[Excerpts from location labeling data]
# # #
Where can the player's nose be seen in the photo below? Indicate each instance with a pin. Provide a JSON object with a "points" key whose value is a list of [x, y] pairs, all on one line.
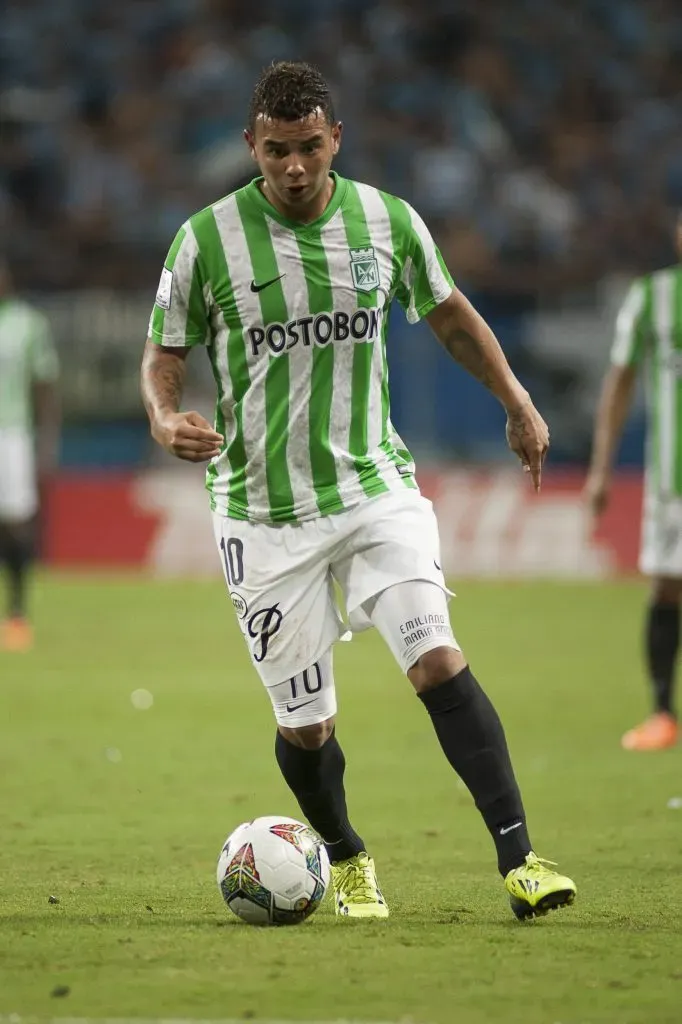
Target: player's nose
{"points": [[295, 170]]}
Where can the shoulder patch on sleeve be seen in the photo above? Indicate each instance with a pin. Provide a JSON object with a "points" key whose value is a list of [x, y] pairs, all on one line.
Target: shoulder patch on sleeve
{"points": [[165, 290]]}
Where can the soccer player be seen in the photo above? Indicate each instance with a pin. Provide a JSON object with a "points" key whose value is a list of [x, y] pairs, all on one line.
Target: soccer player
{"points": [[29, 435], [648, 333], [288, 283]]}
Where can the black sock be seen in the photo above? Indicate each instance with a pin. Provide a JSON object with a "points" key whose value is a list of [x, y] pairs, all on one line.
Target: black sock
{"points": [[473, 740], [17, 554], [315, 778], [663, 641]]}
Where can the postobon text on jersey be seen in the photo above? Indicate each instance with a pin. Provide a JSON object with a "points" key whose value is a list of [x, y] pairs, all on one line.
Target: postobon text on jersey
{"points": [[364, 325]]}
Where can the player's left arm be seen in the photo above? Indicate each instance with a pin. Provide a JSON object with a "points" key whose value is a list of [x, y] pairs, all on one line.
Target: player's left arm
{"points": [[466, 336]]}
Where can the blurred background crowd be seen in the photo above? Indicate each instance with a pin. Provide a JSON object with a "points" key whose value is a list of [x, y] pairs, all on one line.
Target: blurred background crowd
{"points": [[541, 140]]}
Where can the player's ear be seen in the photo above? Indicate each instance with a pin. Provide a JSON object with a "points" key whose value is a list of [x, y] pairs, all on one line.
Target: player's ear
{"points": [[251, 142]]}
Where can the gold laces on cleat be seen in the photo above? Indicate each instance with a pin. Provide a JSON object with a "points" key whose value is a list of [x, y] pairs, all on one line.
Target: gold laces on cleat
{"points": [[355, 880]]}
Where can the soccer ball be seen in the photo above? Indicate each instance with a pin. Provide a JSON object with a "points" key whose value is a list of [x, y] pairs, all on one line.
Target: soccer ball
{"points": [[273, 870]]}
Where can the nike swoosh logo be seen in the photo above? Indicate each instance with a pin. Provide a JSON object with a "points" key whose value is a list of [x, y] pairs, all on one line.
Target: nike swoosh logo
{"points": [[265, 284], [291, 708], [503, 832]]}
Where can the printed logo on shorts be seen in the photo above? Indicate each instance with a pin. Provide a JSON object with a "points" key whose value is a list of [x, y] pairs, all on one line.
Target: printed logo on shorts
{"points": [[240, 604], [262, 627], [422, 627], [165, 289]]}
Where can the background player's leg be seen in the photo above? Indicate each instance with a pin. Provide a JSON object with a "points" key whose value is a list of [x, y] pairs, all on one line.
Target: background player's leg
{"points": [[663, 640], [661, 730], [16, 552], [413, 619], [310, 758]]}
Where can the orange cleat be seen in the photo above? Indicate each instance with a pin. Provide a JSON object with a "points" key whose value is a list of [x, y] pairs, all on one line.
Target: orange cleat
{"points": [[15, 635], [656, 733]]}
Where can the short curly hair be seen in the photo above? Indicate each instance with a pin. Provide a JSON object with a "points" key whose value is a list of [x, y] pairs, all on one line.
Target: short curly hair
{"points": [[290, 90]]}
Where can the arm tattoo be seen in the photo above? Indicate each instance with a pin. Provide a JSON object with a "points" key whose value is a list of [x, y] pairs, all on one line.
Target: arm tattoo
{"points": [[162, 380], [469, 351]]}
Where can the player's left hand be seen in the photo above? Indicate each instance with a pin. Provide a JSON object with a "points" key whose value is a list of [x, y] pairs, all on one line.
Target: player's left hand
{"points": [[527, 436]]}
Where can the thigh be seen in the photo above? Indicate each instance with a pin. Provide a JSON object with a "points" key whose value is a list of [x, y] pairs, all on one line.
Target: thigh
{"points": [[18, 495], [413, 619], [282, 590], [661, 552], [389, 540]]}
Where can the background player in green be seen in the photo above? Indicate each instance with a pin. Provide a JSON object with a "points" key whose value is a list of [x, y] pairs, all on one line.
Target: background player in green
{"points": [[648, 334], [29, 436], [288, 284]]}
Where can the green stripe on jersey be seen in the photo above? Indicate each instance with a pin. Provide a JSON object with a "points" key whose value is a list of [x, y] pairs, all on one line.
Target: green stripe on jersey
{"points": [[273, 309], [210, 247], [400, 222], [357, 236], [323, 463], [677, 355]]}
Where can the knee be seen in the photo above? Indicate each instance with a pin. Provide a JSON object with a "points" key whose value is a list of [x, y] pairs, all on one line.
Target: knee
{"points": [[435, 667], [308, 737], [666, 590]]}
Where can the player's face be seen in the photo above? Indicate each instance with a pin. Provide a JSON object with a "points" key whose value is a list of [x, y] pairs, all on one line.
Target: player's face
{"points": [[294, 158]]}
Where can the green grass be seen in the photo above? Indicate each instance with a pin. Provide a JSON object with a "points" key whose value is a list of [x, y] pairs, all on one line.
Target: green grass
{"points": [[129, 846]]}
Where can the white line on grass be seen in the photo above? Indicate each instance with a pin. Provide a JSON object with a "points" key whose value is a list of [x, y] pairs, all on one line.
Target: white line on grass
{"points": [[17, 1019]]}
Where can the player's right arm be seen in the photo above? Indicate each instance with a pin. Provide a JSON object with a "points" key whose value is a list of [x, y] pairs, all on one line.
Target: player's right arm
{"points": [[179, 322], [616, 393]]}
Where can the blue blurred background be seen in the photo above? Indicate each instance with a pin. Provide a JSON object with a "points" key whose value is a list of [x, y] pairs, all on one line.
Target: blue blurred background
{"points": [[541, 140]]}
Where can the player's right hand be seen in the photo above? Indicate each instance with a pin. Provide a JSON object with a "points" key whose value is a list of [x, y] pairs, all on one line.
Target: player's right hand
{"points": [[596, 493], [188, 436]]}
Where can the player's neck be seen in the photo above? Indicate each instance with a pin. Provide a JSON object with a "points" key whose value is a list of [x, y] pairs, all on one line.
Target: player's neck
{"points": [[302, 215]]}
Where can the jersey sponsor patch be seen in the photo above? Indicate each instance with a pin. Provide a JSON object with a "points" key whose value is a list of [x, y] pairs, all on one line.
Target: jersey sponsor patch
{"points": [[365, 269], [165, 289]]}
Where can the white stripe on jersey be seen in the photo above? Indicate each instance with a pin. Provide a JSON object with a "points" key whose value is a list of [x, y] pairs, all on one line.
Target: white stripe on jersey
{"points": [[663, 311], [438, 284], [221, 340], [335, 244], [626, 326], [300, 366], [253, 408]]}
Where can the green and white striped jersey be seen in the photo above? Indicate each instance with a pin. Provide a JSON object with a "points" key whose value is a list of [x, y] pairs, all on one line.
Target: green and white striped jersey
{"points": [[648, 331], [27, 355], [294, 317]]}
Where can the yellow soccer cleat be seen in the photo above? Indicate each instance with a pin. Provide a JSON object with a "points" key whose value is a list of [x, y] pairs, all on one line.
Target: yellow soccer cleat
{"points": [[535, 888], [356, 892]]}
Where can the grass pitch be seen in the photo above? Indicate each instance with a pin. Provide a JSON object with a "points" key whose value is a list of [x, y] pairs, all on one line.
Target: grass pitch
{"points": [[118, 814]]}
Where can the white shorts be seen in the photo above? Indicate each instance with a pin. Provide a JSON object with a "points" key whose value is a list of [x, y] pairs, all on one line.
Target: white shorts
{"points": [[661, 552], [18, 495], [282, 578]]}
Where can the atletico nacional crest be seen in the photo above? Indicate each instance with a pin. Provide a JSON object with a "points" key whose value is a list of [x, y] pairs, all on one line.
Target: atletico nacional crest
{"points": [[365, 269]]}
# # #
## WORK TO COMPLETE
Lay out all of the material above as a numbered list with one entry per line, and omit any blank lines. Leave the pictures out of your answer.

## EXERCISE ANSWER
1. Where can the player's nose be seen in the photo below? Indicate each instance with a pin. Provide a JSON object with a "points" key whose value is a list of [x, y] pairs, all on one line.
2. Target: player's nose
3. {"points": [[295, 170]]}
4. Where can the shoulder patch on sleeve be seen in the photo above? Indicate each instance with a pin. Provide a JSON object with a "points" key whose value is a list of [x, y] pairs, all on one line.
5. Target: shoulder patch on sleeve
6. {"points": [[165, 290]]}
7. Where can the soccer player be seen in the photo above? Indicate each instance with a pin. Provide a JSON object with a "points" key whose value is a list of [x, y] pairs, all on one line.
8. Target: soccer player
9. {"points": [[29, 435], [648, 333], [288, 283]]}
10. Where can the black sock be seen in the photo above? Indicate each instance with a pin. Provide a JSON object with a "points" key whose value is a list of [x, y] pairs, all on one line.
11. Target: black sock
12. {"points": [[473, 740], [17, 554], [315, 778], [663, 641]]}
13. Where can the postobon text on jersey be seen in the photo above? Indicate each instance with a pin. Provide a JSON object with a "points" key whose value is a list of [x, y] pairs, all on one line.
14. Target: postobon text on jersey
15. {"points": [[364, 325]]}
16. Where can the player's left arm be seen in the photo above? Indicate each instance with a pin. Provide a JSON object with a "points" key whose value is a list of [x, y] pairs, all on one line.
17. Target: player's left arm
18. {"points": [[466, 336]]}
19. Where can the blurred background crowd be seen in the photo above? Indicate each instance with a pin. Provide a JSON object with a "points" key whose value is a list of [x, y] pairs, all on one line.
20. Target: blurred background crowd
21. {"points": [[541, 140]]}
22. Where can the player's ear be seen in the photo above? Indicate each instance with a pin. Provide a JSON object with a "points" key whose value is a list of [x, y] pairs, all on one line.
23. Target: player's ear
24. {"points": [[251, 142]]}
25. Where can the gold laces on cleat be seen in the photo above? Indicate each instance with a pin. Provide a JSON object with a "points" key whose value is a list of [x, y] pairs, all on one line.
26. Target: gold laces on cleat
27. {"points": [[355, 880]]}
28. Where can the soccer ball be seen in the photo above? Indicate each instance with a pin. Provide a JSON object with a "points" key whose value is a list of [x, y] pairs, all on one line.
29. Target: soccer ball
30. {"points": [[273, 870]]}
31. Where can the nike swoosh logo be seen in the photo above? Indicate each instance with a pin. Provide a JSON object with a "points" key whose value is a list of [x, y] pairs, all on one line.
32. Target: nike swoosh logo
33. {"points": [[265, 284], [291, 708], [503, 832]]}
34. Where can the printed logo on shorts be seen in the photo above? Indicate each instance with a pin. Provide a JSON object with a "points" key whose value is a list of [x, y] pairs, all on one line.
35. Target: printed logo on shorts
36. {"points": [[240, 604], [262, 627], [422, 627], [165, 289]]}
37. Where can the background player's leg be seen in the photo above? Indicate each instance with a pin. Provide a JSON object with a "points" key whose value is a list of [x, y] pairs, all on one line.
38. Target: background player's leg
39. {"points": [[663, 640], [661, 730], [16, 552], [413, 619], [310, 758]]}
40. Where can the orange cleat be seen in the photo above? Indicate each instance with a pin. Provide a JSON object with a "points" key whose value is a list of [x, y] pairs, all on one line.
41. Target: orange cleat
42. {"points": [[15, 635], [656, 733]]}
43. Where can the short curly hair be seen in the photo above? Indicate each instance with a pin. Provide a JSON object with a "points" key whose value is a list of [x, y] pairs, all on one line.
44. Target: short curly hair
45. {"points": [[290, 90]]}
46. Where can the arm tattoo be seen in the photo above? Indicate each instance with a pin. Provide a JSON object with a "points" key whose value is a list of [x, y] pairs, all on one line.
47. Target: arm tattoo
48. {"points": [[162, 380], [469, 351]]}
49. Where can the player's left hand be seen in the photo above? Indicate each instance with a pin. Provide a JSON object with a "points" key whose value is a list of [x, y] pairs, all on one line.
50. Target: player's left hand
51. {"points": [[527, 436]]}
52. Where can the thigh be seen in the photo above? Indicate each instance with a pin. Provide a JSON object with a "points" key whose value is a list of [x, y] pairs, all on one line.
53. Target: thigh
54. {"points": [[18, 495], [413, 619], [282, 590], [661, 552], [389, 540]]}
55. Where can the background player in green be seen in the photo above? Indicate each instance with a pin. Provide a JSON object with a "points" key whose value is a list of [x, y] pairs, all on one line.
56. Target: background player in green
57. {"points": [[648, 334], [29, 436], [288, 284]]}
58. Where can the green stripe on jersey be seen in the photo above? Indicate each instance with a pin. Provide a JSON object with a "points" key whose value is a list of [x, y] pairs, all on one line.
59. Target: green stripe on jersey
60. {"points": [[273, 309], [210, 247], [400, 222], [357, 236], [323, 463], [677, 355]]}
61. Where can the knee be seen in the photo above? Indicate each instance with a pin. Provide a JSON object with a "points" key whose value is a list of [x, y] pairs, all on one line.
62. Target: knee
63. {"points": [[435, 667], [308, 737], [666, 590]]}
64. Where can the player's face be seen in the photo above? Indicate each instance with a pin. Provide a JSON object with a "points" key whose value is a list of [x, y] pairs, all on one line.
65. Target: player's face
66. {"points": [[294, 158]]}
67. Where can the green grass be seen in the photo above? Indicate each instance with a pin. Provide a JSON object with a "points" key whose value is a list of [x, y] pairs, all on one line.
68. Target: green grass
69. {"points": [[129, 846]]}
70. Where can the white line on grass be seen in the photo above? Indicate each instance with a pin. Provide a JSON object with a "points" key whose value is a list of [x, y] pairs, all on one line.
71. Target: white line on grass
72. {"points": [[17, 1019]]}
73. Where can the player's right arm be seen in the photo above? Indicate each instance with a pin. Provide a JSON object with a "points" key whose value is a list of [x, y] pairs, all on one line.
74. Target: player's right arm
75. {"points": [[179, 322], [616, 393]]}
76. Where can the blue blurred background be seen in the photo above? Indicate each instance with a pin. Provide a JSON object with a "points" key whose value is a list of [x, y] pairs, all on one line.
77. Target: blue blurred background
78. {"points": [[541, 140]]}
79. Where can the player's right hand be seen in the photo above? Indicate each instance with a pin. Provide a JSON object with a "points" key whose value is a list of [x, y] pairs, all on one line.
80. Target: player's right hand
81. {"points": [[596, 493], [188, 436]]}
82. Where can the player's neck be seen in the photo above? Indicate each instance with a pin. Provide a JSON object with a "points" key whose value is a list of [x, y] pairs, all on one line.
83. Target: player's neck
84. {"points": [[302, 215]]}
85. Where can the jersey sponsor patch be seen in the photo above? Indicate each instance with a pin. Provide a JSON object with a "points" key whose value is a list of [x, y] pairs, all on one line.
86. Target: jersey sponsor patch
87. {"points": [[365, 269], [165, 289]]}
88. Where can the white stripe on jersey be seen in the photo above? Indicate each instance with a pin. Provide a JSON object with a "points" key whose value is a list of [x, y] pairs, all on one line.
89. Target: white stripe on jersey
90. {"points": [[663, 311], [438, 284], [221, 340], [335, 244], [626, 326], [300, 366], [253, 408]]}
91. Where can the green and white striped jersey be seen in the photo above? Indicate each instance with a pin. Provide a JSON object with a "points" key whose value is a list of [x, y] pairs, all on one line.
92. Target: green and white striped jersey
93. {"points": [[648, 331], [27, 355], [294, 317]]}
94. Where can the yellow soccer cleat be seen in the photo above? Indicate each instance with a pin. Provide a JSON object with a "points" key whose value is a list of [x, y] pairs, all on one line.
95. Target: yellow soccer cleat
96. {"points": [[535, 888], [356, 892]]}
97. Where can the grass pitch be seen in the photo above? Indicate each instance with a pin. Provide a JSON object with a "points" key whose value is a list of [x, y] pairs, all on one line.
98. Target: grass pitch
99. {"points": [[118, 814]]}
100. Where can the white shorts be seen in the photo above? Indicate each instance with a pin. Provide a JSON object with a "points" key whose value is a list of [x, y] pairs, all on one line.
101. Target: white shorts
102. {"points": [[661, 552], [18, 495], [282, 578]]}
103. Where can the atletico nacional crest be seen in the photo above? Indicate each instance with a pin. Provide a JSON object with a "points" key whose value is a list of [x, y] pairs, all on one line.
104. Target: atletico nacional crest
105. {"points": [[365, 269]]}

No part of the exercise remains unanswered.